» **Exercise directions**:
Copy a portion of the passage on limits to human self-reflexivity word for word, beginning at "Still there should" and ending after "or second-order desires.".

Still there should be a limit to human self-reflexivity: if it is not the third order, it must be the fourth or fifth.

Limits to human self-reflexivity

Logically speaking, the concept of second-order desire could also be extended to third-order desires (a desire to desire to desire something), fourth-order desires, fifth-order desires, and so on, ad infinitum. However, in practice, humans only ever seem to have first-order or second-order desires.

Human beings don't get that self-reflexive. Indeed, there appears to be a general limitation in human thought against third-order anything: people want things, and want to want things, but they never seem to want to want to want things. And likewise, people think about things, they think about their thinking about things, but they very rarely seem to think about their thinking about things (the rare circumstances when they do is where they think they think about their thinking about things too much, or when they congratulate themselves on their own philosophical self-reflexivity), and they certainly never think about their thinking about their thinking about things, or think about their thinking about their thinking about their thinking about things.

» **Provided data**:
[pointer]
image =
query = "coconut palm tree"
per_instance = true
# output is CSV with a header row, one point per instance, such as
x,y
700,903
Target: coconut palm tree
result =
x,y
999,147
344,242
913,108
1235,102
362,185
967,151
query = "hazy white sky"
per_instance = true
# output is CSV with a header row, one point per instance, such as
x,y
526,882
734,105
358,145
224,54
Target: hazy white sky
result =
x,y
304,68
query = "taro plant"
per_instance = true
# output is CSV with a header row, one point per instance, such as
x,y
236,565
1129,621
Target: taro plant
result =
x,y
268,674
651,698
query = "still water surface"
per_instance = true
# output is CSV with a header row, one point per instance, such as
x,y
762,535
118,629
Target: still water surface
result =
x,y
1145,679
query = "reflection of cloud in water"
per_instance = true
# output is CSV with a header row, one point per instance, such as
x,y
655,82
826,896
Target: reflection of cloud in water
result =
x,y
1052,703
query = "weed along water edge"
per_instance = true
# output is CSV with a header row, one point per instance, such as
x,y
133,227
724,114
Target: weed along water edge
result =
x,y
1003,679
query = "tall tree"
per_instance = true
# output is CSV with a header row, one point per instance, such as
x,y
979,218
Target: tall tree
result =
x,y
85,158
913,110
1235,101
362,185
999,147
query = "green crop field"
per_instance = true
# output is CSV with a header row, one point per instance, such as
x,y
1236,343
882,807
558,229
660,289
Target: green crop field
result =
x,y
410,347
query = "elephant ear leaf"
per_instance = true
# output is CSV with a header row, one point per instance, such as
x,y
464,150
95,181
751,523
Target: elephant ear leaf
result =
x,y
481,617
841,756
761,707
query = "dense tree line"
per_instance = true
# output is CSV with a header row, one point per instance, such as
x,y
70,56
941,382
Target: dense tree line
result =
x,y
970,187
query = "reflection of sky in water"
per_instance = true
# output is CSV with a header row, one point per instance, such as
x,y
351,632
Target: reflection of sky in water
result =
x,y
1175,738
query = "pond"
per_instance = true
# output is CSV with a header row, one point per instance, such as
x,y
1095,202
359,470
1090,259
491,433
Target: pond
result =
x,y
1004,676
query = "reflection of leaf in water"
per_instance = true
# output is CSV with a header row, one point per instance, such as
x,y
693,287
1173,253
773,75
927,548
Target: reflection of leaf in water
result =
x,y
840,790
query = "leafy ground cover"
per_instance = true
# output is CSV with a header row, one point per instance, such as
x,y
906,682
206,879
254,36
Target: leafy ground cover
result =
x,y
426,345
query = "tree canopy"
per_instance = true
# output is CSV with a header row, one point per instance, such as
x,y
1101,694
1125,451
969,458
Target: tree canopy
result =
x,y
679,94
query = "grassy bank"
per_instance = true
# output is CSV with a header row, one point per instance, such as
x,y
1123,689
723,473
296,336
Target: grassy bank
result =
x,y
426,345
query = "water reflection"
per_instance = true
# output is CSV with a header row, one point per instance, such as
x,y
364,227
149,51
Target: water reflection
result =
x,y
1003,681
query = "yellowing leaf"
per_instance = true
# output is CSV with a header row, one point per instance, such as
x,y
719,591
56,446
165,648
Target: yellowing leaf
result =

» **Answer below**:
Still there should be a limit to human self-reflexivity: if it is not the third order, it must be the fourth or fifth.

Limits to human self-reflexivity

Logically speaking, the concept of second-order desire could also be extended to third-order desires (a desire to desire to desire something), fourth-order desires, fifth-order desires, and so on, ad infinitum. However, in practice, humans only ever seem to have first-order or second-order desires.